** Activity **
All of the lines below need to be copied exactly, apart from the pictures.

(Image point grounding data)
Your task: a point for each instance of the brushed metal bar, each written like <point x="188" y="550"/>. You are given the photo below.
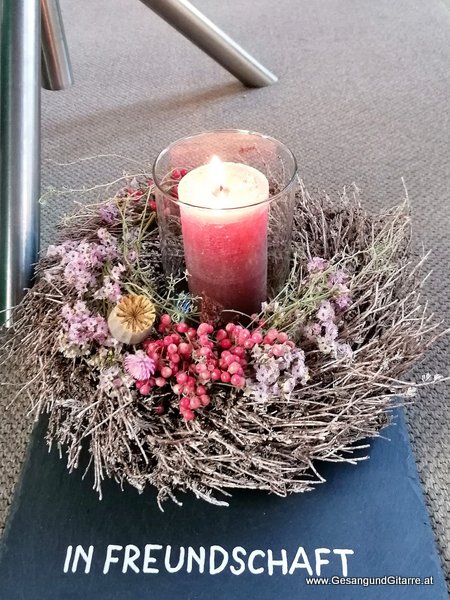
<point x="193" y="24"/>
<point x="56" y="67"/>
<point x="20" y="149"/>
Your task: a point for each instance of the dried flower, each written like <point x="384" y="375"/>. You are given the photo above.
<point x="139" y="365"/>
<point x="317" y="265"/>
<point x="132" y="318"/>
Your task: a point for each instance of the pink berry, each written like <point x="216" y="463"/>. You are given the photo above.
<point x="184" y="348"/>
<point x="166" y="372"/>
<point x="145" y="389"/>
<point x="146" y="343"/>
<point x="185" y="402"/>
<point x="272" y="334"/>
<point x="205" y="351"/>
<point x="188" y="414"/>
<point x="204" y="399"/>
<point x="234" y="368"/>
<point x="181" y="377"/>
<point x="195" y="403"/>
<point x="202" y="329"/>
<point x="165" y="320"/>
<point x="257" y="337"/>
<point x="215" y="375"/>
<point x="228" y="360"/>
<point x="203" y="338"/>
<point x="237" y="381"/>
<point x="221" y="335"/>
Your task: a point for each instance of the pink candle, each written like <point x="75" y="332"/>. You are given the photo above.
<point x="224" y="216"/>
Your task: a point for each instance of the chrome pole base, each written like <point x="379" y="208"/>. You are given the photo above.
<point x="202" y="32"/>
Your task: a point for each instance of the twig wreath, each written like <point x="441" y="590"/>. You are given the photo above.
<point x="123" y="362"/>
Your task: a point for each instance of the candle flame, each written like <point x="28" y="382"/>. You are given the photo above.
<point x="216" y="172"/>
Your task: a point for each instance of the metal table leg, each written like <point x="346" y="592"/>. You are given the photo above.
<point x="189" y="21"/>
<point x="56" y="69"/>
<point x="20" y="148"/>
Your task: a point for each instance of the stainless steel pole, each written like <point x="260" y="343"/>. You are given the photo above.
<point x="20" y="149"/>
<point x="56" y="69"/>
<point x="193" y="24"/>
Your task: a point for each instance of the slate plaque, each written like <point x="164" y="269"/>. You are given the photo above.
<point x="367" y="521"/>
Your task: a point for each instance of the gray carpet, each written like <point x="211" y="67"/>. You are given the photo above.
<point x="363" y="96"/>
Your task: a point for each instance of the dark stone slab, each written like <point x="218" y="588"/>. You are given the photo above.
<point x="375" y="509"/>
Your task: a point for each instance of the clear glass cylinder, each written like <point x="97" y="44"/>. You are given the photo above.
<point x="229" y="225"/>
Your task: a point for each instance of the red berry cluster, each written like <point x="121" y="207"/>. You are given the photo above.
<point x="192" y="359"/>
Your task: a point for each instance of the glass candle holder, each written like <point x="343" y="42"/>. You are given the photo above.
<point x="225" y="203"/>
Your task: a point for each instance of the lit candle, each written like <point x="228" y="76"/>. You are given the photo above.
<point x="224" y="216"/>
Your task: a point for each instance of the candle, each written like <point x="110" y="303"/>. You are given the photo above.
<point x="224" y="216"/>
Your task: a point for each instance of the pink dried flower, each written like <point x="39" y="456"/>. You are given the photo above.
<point x="339" y="277"/>
<point x="326" y="312"/>
<point x="139" y="365"/>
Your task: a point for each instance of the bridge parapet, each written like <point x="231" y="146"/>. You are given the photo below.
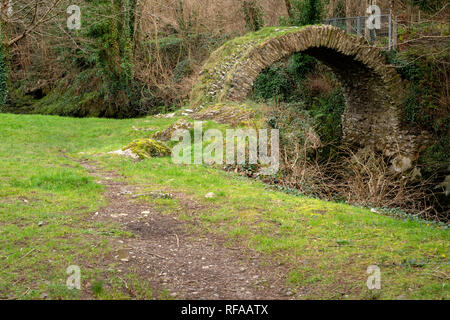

** Solution for this task **
Your task: a point for each instance of the brushed metal bar, each written like <point x="188" y="550"/>. You are given the photo below.
<point x="193" y="24"/>
<point x="56" y="67"/>
<point x="20" y="149"/>
Your task: a point for each instance of the dried flower, each written like <point x="384" y="375"/>. You are given the photo above.
<point x="139" y="365"/>
<point x="317" y="265"/>
<point x="132" y="318"/>
Your task: a point for each instance of the pink berry, each written like <point x="216" y="463"/>. You are given the photo above.
<point x="184" y="348"/>
<point x="166" y="372"/>
<point x="145" y="389"/>
<point x="146" y="343"/>
<point x="185" y="402"/>
<point x="272" y="334"/>
<point x="205" y="351"/>
<point x="188" y="414"/>
<point x="204" y="399"/>
<point x="234" y="368"/>
<point x="181" y="377"/>
<point x="195" y="403"/>
<point x="202" y="329"/>
<point x="165" y="320"/>
<point x="257" y="337"/>
<point x="215" y="375"/>
<point x="228" y="360"/>
<point x="203" y="338"/>
<point x="237" y="381"/>
<point x="221" y="335"/>
Your task: a point for each instance of the pink candle, each written like <point x="75" y="332"/>. You are given the photo above.
<point x="224" y="216"/>
Your task: a point for each instance of the chrome pole base, each written like <point x="379" y="208"/>. You are given the photo above.
<point x="202" y="32"/>
Your task: a point for each instance of the twig wreath, each written like <point x="441" y="590"/>. You are given the photo above.
<point x="123" y="362"/>
Your task: a point for each instance of the candle flame, each written like <point x="28" y="382"/>. You are given the photo above.
<point x="216" y="172"/>
Your task: a point for each instance of the metal table leg, each written like <point x="346" y="592"/>. You are given the photo above.
<point x="189" y="21"/>
<point x="56" y="69"/>
<point x="20" y="148"/>
Your task: a point for each instance of the stainless steel pole, each written like <point x="260" y="343"/>. You are given the photo above.
<point x="20" y="149"/>
<point x="56" y="69"/>
<point x="193" y="24"/>
Your task: a point for each instance of the slate plaque, each written like <point x="164" y="269"/>. You are given the photo above.
<point x="367" y="521"/>
Your task: a point for each instance of the gray carpet, each written like <point x="211" y="67"/>. You are given the photo above.
<point x="363" y="96"/>
Your task: a point for each instance of the dark stone slab, each written like <point x="218" y="588"/>. You are given the photo above.
<point x="375" y="509"/>
Your task: a point for each instance of the clear glass cylinder, each written like <point x="97" y="44"/>. You are given the photo above.
<point x="229" y="225"/>
Your task: a point for each instance of the red berry cluster, each written like <point x="121" y="207"/>. You are given the photo above.
<point x="192" y="359"/>
Your task: a point for each instance of the glass candle holder, each written like <point x="343" y="42"/>. You are given the photo above.
<point x="225" y="203"/>
Your task: a point for each instance of the lit candle, each written like <point x="228" y="76"/>. You are given the photo above.
<point x="224" y="216"/>
Your task: a point for each instance of the candle, each written like <point x="110" y="303"/>. You are given the photo above.
<point x="224" y="216"/>
Your task: a point for each instance of the pink dried flower, each written like <point x="39" y="456"/>. You are given the photo above.
<point x="339" y="277"/>
<point x="326" y="312"/>
<point x="139" y="365"/>
Your task: a point for each instance of the bridge parapet, each written like <point x="231" y="146"/>. You are given the photo below.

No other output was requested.